### TASK DIRECTIONS
Write out all records as given; omit images.
## BEGIN MATERIAL
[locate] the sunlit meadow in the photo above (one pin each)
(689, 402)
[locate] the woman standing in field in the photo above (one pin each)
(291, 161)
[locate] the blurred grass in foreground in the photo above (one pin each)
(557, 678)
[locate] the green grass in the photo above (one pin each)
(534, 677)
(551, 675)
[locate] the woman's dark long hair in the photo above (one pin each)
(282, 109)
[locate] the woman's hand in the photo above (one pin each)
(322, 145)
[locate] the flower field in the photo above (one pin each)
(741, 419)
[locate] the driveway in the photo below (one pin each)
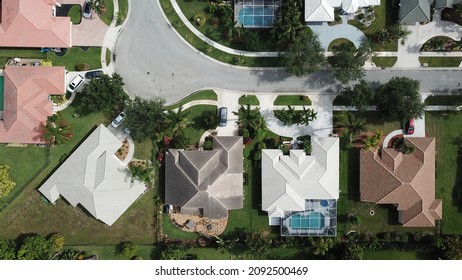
(148, 51)
(90, 32)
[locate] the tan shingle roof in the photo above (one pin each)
(390, 177)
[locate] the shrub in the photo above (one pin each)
(82, 67)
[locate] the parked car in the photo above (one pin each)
(94, 74)
(223, 116)
(86, 12)
(75, 84)
(410, 126)
(118, 120)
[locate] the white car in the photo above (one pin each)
(75, 84)
(118, 120)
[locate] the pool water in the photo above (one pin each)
(256, 16)
(314, 220)
(1, 92)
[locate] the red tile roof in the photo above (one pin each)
(27, 103)
(408, 181)
(30, 23)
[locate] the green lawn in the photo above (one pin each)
(195, 131)
(283, 100)
(446, 129)
(9, 53)
(108, 56)
(109, 252)
(172, 232)
(249, 100)
(200, 95)
(143, 150)
(123, 8)
(76, 55)
(436, 61)
(75, 13)
(386, 216)
(210, 51)
(27, 213)
(109, 14)
(383, 61)
(444, 100)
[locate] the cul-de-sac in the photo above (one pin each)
(230, 129)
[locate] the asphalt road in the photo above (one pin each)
(155, 61)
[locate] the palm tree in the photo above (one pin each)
(352, 126)
(176, 121)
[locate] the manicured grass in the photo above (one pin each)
(394, 255)
(448, 100)
(109, 14)
(249, 100)
(209, 50)
(195, 131)
(75, 13)
(76, 55)
(384, 61)
(27, 213)
(446, 128)
(108, 56)
(9, 53)
(283, 100)
(385, 15)
(386, 216)
(200, 95)
(338, 42)
(173, 233)
(123, 8)
(437, 61)
(109, 252)
(143, 150)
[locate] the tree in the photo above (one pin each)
(347, 61)
(145, 118)
(285, 29)
(6, 184)
(399, 99)
(104, 94)
(56, 130)
(305, 54)
(7, 249)
(128, 248)
(176, 121)
(360, 96)
(352, 126)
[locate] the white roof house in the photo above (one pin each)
(95, 178)
(288, 181)
(323, 10)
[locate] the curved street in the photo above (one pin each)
(155, 61)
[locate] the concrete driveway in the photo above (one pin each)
(90, 32)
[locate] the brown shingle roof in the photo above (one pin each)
(390, 177)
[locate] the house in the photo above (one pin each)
(300, 191)
(206, 183)
(323, 10)
(33, 24)
(27, 103)
(95, 178)
(388, 176)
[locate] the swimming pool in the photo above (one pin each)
(314, 220)
(1, 92)
(257, 16)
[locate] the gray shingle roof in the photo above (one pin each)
(412, 11)
(207, 180)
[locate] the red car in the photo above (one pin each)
(410, 126)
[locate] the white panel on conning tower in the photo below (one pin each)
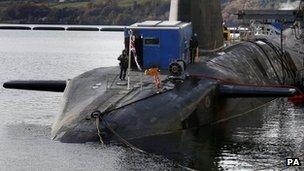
(148, 24)
(169, 23)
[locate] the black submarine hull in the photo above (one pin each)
(192, 102)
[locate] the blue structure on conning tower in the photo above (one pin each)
(158, 43)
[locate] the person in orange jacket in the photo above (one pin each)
(154, 72)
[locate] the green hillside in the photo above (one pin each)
(99, 12)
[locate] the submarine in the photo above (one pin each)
(223, 84)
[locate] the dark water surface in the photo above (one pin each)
(260, 140)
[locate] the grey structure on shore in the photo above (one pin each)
(206, 18)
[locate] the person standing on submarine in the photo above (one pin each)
(193, 48)
(123, 58)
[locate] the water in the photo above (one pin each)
(258, 140)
## END MATERIAL
### RESULT
[locate] the sunlit meadow in the photo above (one pin each)
(689, 402)
[locate] the woman standing in field in the photo above (one pin each)
(291, 161)
[locate] the blurred grass in foreground in the photo above (one pin each)
(557, 678)
[locate] the green grass in the photo above (one pin each)
(534, 677)
(551, 675)
[locate] the woman's dark long hair in the photo above (one pin each)
(282, 109)
[locate] the woman's hand in the photo above (one pin each)
(322, 145)
[locate] the flower field in the photo above (one pin each)
(741, 419)
[locate] the driveway in the photo below (one pin each)
(148, 51)
(90, 32)
[locate] the tan shingle roof in the photo above (one pin each)
(390, 177)
[locate] the shrub in the photo above (one pin each)
(82, 67)
[locate] the parked car in the photo above (one pin each)
(94, 74)
(223, 116)
(86, 12)
(75, 84)
(410, 126)
(118, 120)
[locate] the white car in the photo above (one pin each)
(75, 84)
(118, 120)
[locate] the pool water in the photo above (one pin each)
(256, 16)
(314, 220)
(1, 92)
[locate] the red tile roof in the photo above (one pin each)
(27, 103)
(408, 181)
(30, 23)
[locate] the green lawn in the photo above (one pin each)
(195, 131)
(283, 100)
(446, 129)
(9, 53)
(108, 56)
(109, 252)
(172, 232)
(249, 100)
(200, 95)
(143, 150)
(123, 8)
(76, 55)
(436, 61)
(75, 13)
(386, 216)
(210, 51)
(27, 213)
(109, 14)
(383, 61)
(444, 100)
[locate] the cul-de-sac in the photo above (one pin each)
(230, 129)
[locate] the asphalt road in the photo above (one pin each)
(155, 61)
[locate] the palm tree in the photo above (one pin each)
(352, 126)
(176, 121)
[locate] the manicured grass in the photo above (one pin each)
(394, 255)
(448, 100)
(109, 14)
(249, 100)
(209, 50)
(195, 131)
(75, 13)
(76, 55)
(384, 61)
(27, 213)
(446, 128)
(108, 56)
(9, 53)
(283, 100)
(385, 15)
(386, 216)
(200, 95)
(338, 42)
(173, 233)
(123, 8)
(437, 61)
(109, 252)
(143, 150)
[locate] the tree in the photo above (one pin each)
(347, 61)
(145, 118)
(285, 29)
(6, 184)
(399, 99)
(104, 94)
(56, 130)
(305, 54)
(7, 249)
(128, 248)
(176, 121)
(360, 96)
(352, 126)
[locate] the white roof house in the photo above (one pin each)
(95, 178)
(288, 181)
(323, 10)
[locate] the curved street in the photo above (one pin each)
(155, 61)
[locate] the concrete driveway in the photo above (one pin each)
(90, 32)
[locate] the brown shingle roof in the photo above (one pin each)
(390, 177)
[locate] the house in the photo above (one pin each)
(300, 191)
(206, 183)
(323, 10)
(33, 24)
(27, 103)
(95, 178)
(388, 176)
[locate] the swimming pool in the photo above (one pin each)
(314, 220)
(1, 92)
(257, 16)
[locate] the gray shingle roof in the photo above (one pin each)
(412, 11)
(207, 180)
[locate] the red car in the photo above (one pin each)
(410, 126)
[locate] the white panel on conning tower in the photo below (one pin each)
(148, 24)
(169, 23)
[locate] the black submarine hull in the photo above (one pin each)
(192, 102)
[locate] the blue structure on conning tower in the photo above (one pin each)
(158, 43)
[locate] the person in orange jacket in the photo above (one pin each)
(154, 72)
[locate] the green hillside in the photo above (one pin each)
(99, 12)
[locate] the submarine in the photo above (one pin each)
(223, 84)
[locate] the dark water surface in the photo above (one pin each)
(260, 140)
[locate] the grey structure on shore in the photo above (one pin each)
(206, 18)
[locate] the person standing on submarine in the photo above (one pin each)
(193, 48)
(123, 58)
[locate] the water in the photo above (one pin each)
(258, 140)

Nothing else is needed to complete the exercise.